• [Request]: Give the entries again from the start through the line containing "[(402, 239)]", inclusive, swapping "Locations" for "Coordinates" and changing nothing else. Leave the pictures out of your answer.

• [Task input]:
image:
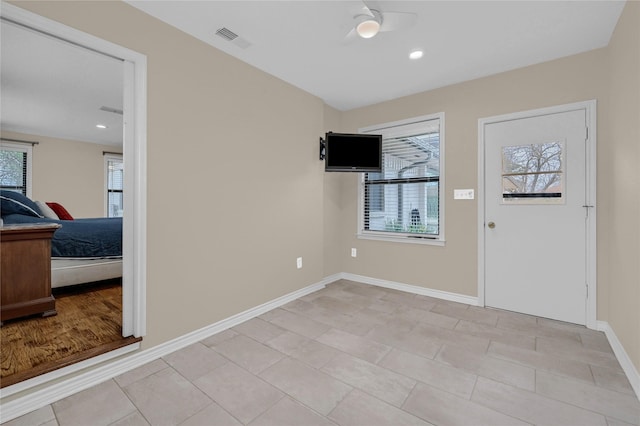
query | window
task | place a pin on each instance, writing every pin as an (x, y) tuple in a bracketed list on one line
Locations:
[(403, 202), (533, 174), (15, 167), (114, 171)]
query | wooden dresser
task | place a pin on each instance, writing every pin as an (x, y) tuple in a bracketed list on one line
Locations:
[(25, 270)]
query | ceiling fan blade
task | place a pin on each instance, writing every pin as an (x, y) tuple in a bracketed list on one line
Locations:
[(366, 9), (351, 37), (393, 21), (371, 5)]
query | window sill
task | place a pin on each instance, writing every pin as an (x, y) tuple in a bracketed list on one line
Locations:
[(402, 239)]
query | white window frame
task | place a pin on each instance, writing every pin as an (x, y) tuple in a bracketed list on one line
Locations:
[(107, 159), (27, 147), (397, 129)]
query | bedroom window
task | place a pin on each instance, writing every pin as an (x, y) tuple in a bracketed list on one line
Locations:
[(114, 171), (404, 202), (15, 167)]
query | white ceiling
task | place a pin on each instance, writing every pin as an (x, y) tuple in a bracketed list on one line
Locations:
[(301, 42), (54, 89)]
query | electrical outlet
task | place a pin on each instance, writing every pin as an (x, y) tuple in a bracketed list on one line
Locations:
[(463, 194)]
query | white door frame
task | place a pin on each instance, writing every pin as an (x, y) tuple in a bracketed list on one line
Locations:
[(135, 153), (591, 256)]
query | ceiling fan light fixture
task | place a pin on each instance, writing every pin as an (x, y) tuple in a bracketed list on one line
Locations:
[(416, 54), (368, 28)]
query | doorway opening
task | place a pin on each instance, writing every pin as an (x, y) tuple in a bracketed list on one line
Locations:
[(537, 197), (133, 282)]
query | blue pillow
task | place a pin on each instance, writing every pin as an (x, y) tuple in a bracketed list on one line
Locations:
[(12, 202)]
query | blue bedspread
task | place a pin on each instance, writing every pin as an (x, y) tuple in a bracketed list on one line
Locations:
[(101, 237)]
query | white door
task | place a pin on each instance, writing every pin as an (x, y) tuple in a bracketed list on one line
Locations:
[(535, 216)]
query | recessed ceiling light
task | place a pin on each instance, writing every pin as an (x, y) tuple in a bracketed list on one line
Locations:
[(368, 28), (416, 54)]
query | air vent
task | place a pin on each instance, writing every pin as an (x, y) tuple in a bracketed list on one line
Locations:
[(234, 38), (113, 110)]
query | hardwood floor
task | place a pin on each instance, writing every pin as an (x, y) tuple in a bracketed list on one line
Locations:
[(89, 323)]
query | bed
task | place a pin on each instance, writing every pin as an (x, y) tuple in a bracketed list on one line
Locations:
[(82, 250)]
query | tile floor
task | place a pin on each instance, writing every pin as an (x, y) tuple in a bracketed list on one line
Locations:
[(353, 354)]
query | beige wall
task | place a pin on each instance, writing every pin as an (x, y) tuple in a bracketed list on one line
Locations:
[(621, 188), (68, 172), (453, 268), (235, 187), (253, 196)]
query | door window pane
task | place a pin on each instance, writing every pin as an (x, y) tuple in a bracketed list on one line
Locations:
[(533, 174)]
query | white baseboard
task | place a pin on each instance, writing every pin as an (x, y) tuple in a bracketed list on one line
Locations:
[(57, 391), (438, 294), (623, 358)]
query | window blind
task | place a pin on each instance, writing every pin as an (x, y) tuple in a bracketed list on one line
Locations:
[(404, 197)]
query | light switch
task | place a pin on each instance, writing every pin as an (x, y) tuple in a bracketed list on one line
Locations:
[(463, 194)]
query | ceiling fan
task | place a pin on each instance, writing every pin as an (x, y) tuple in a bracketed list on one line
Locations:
[(371, 20)]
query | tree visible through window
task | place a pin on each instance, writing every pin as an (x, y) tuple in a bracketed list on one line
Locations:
[(404, 199), (532, 172), (14, 167), (115, 185)]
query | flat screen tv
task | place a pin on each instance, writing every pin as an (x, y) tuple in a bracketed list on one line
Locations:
[(351, 152)]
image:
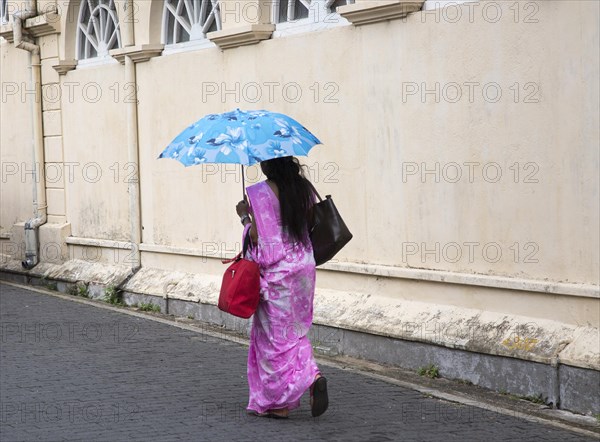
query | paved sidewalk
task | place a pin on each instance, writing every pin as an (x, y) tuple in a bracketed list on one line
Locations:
[(70, 371)]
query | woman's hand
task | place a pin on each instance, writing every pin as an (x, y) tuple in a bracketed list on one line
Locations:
[(242, 208)]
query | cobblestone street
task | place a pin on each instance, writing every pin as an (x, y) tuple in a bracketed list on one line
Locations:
[(71, 371)]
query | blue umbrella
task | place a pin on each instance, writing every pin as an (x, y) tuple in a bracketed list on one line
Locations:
[(240, 137)]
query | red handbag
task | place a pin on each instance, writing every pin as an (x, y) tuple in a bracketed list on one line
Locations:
[(240, 289)]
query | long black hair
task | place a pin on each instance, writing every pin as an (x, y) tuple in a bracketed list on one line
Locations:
[(295, 194)]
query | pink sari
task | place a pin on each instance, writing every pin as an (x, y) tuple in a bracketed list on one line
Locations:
[(281, 366)]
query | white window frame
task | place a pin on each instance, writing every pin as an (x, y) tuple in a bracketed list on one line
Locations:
[(319, 18), (105, 10), (190, 20)]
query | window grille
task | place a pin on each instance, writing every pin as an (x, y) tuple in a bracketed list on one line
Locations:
[(332, 5), (189, 20), (97, 29)]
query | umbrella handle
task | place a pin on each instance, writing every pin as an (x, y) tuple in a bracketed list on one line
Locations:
[(243, 185)]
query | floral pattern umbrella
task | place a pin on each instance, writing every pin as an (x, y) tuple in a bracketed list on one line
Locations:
[(240, 137)]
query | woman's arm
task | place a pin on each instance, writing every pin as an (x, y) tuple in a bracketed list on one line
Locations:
[(246, 216)]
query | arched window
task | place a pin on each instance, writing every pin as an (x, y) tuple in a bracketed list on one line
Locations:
[(3, 12), (189, 20), (97, 29), (290, 10), (297, 16)]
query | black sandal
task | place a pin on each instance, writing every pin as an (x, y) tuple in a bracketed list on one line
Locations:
[(320, 399)]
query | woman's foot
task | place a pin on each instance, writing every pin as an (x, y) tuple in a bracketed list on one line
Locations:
[(319, 400)]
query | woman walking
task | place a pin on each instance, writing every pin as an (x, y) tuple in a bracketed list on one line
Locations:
[(281, 366)]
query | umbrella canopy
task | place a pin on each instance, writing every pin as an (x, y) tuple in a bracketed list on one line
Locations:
[(240, 137)]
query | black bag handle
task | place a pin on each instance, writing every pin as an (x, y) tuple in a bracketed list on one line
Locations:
[(314, 189)]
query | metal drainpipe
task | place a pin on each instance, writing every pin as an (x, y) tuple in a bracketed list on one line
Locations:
[(132, 140), (32, 242)]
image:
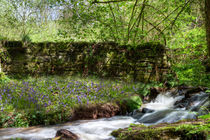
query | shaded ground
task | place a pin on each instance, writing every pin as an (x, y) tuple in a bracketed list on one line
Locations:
[(183, 130)]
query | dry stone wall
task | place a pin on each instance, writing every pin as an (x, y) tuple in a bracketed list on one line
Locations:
[(142, 62)]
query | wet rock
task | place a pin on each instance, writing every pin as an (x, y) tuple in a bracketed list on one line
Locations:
[(147, 110), (152, 95), (96, 111), (136, 114), (130, 104), (192, 102), (64, 134), (164, 131), (204, 109)]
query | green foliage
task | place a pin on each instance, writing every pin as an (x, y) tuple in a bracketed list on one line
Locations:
[(207, 116), (51, 100), (132, 103), (184, 130), (188, 60), (3, 78)]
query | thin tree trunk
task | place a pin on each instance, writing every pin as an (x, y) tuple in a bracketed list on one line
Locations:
[(207, 12)]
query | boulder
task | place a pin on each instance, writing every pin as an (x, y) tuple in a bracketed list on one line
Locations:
[(95, 111), (64, 134), (147, 110), (129, 104)]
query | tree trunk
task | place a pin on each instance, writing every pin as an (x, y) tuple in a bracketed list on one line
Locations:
[(207, 13)]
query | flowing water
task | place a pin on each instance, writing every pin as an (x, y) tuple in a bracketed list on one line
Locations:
[(161, 110)]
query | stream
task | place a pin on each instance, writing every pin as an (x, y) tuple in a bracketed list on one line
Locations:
[(164, 109)]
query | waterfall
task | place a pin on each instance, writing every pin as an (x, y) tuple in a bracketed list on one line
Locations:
[(163, 109)]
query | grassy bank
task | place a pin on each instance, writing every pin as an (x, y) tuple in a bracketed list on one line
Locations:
[(184, 130), (51, 100)]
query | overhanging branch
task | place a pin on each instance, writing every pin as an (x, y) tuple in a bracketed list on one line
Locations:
[(112, 1)]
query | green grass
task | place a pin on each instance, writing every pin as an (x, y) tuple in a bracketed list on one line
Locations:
[(51, 100)]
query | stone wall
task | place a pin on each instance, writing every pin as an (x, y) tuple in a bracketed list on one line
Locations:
[(142, 62)]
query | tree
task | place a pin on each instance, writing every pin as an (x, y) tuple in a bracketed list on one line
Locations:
[(207, 13)]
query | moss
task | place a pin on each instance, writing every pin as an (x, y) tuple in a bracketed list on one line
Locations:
[(186, 131), (130, 103)]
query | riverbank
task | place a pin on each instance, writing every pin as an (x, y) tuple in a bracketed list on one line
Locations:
[(198, 129)]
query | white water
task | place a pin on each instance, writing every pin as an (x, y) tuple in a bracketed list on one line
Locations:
[(100, 129), (87, 130), (163, 101)]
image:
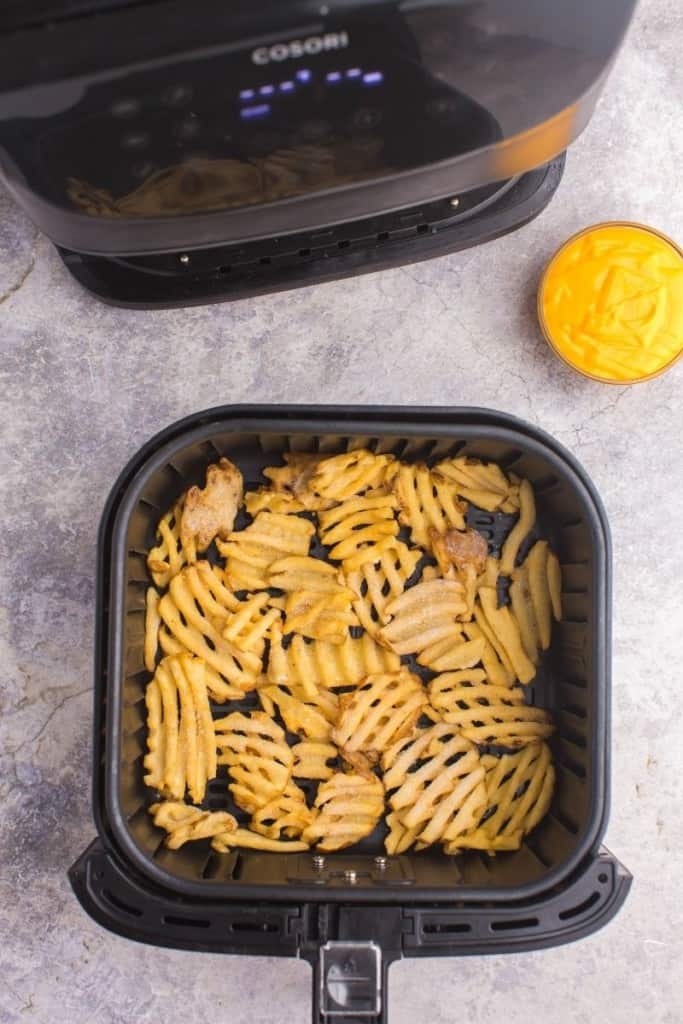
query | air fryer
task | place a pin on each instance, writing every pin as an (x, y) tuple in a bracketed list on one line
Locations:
[(179, 156), (355, 910)]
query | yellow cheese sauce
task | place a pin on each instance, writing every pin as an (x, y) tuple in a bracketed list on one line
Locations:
[(610, 302)]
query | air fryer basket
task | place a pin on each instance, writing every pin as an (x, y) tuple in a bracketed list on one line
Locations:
[(352, 913), (572, 683)]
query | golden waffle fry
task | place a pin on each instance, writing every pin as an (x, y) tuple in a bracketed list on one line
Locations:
[(483, 484), (248, 840), (379, 711), (355, 527), (521, 604), (310, 759), (302, 572), (323, 664), (497, 672), (294, 478), (536, 565), (520, 529), (453, 653), (285, 816), (181, 752), (505, 628), (519, 790), (349, 807), (265, 500), (342, 476), (555, 585), (184, 823), (303, 717), (251, 622), (195, 610), (259, 761), (422, 615), (437, 782), (505, 721), (399, 838), (443, 690), (211, 511), (427, 500), (379, 580), (169, 555), (152, 624), (319, 615), (250, 553)]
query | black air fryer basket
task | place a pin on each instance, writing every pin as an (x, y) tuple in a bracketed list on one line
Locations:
[(351, 913)]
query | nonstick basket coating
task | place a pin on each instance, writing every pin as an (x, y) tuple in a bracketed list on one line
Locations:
[(572, 682)]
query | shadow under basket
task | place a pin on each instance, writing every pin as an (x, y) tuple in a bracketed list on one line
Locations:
[(353, 912)]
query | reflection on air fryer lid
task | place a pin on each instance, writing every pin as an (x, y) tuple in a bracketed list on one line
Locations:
[(213, 184)]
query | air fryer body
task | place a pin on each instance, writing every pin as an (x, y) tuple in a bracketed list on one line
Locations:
[(159, 127)]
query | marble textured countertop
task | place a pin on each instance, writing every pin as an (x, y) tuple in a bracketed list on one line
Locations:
[(83, 386)]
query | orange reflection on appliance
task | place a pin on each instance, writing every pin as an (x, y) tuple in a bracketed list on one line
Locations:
[(610, 302)]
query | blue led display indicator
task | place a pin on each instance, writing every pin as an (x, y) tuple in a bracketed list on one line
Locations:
[(251, 113)]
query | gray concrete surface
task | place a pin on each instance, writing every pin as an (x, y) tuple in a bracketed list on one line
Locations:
[(84, 385)]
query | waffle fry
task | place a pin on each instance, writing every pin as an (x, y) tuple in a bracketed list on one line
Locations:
[(349, 807), (427, 500), (435, 783), (497, 672), (379, 580), (294, 478), (422, 615), (321, 664), (355, 528), (248, 840), (536, 564), (170, 554), (310, 759), (305, 573), (379, 711), (503, 720), (483, 484), (184, 823), (251, 622), (181, 752), (195, 609), (284, 817), (342, 476), (318, 615), (520, 529), (453, 653), (250, 553), (300, 716), (264, 500), (519, 790), (505, 628), (152, 624), (399, 839), (461, 555), (210, 511), (259, 761)]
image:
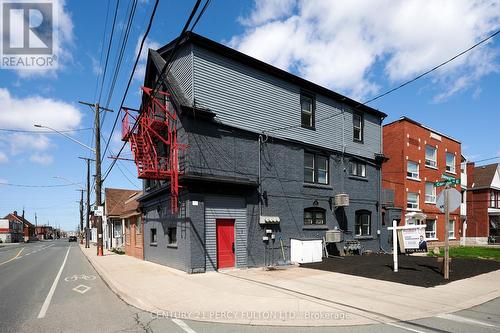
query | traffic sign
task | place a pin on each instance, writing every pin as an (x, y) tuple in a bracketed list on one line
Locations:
[(447, 182), (454, 199)]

• [Complete response]:
image:
query | window
task | place a pin on each instance, writing every pin as an (x, y) tuple in a bracketed list on one line
Coordinates:
[(403, 202), (533, 174), (15, 167), (114, 171)]
query | wooden dresser
task | place a pin on each instance, writing every pin as an (x, y) tuple in a bracketed list on one line
Coordinates:
[(25, 270)]
query | ceiling fan blade
task | place a pin on each instance, writing every pin as an (x, y) tuple in a bracketed list on one line
Coordinates:
[(366, 9), (351, 37), (393, 21), (371, 5)]
query | window sill
task | place a pin on each instance, writing every pin as an (x, y) tuple in a bracketed list on one line
Coordinates:
[(402, 239)]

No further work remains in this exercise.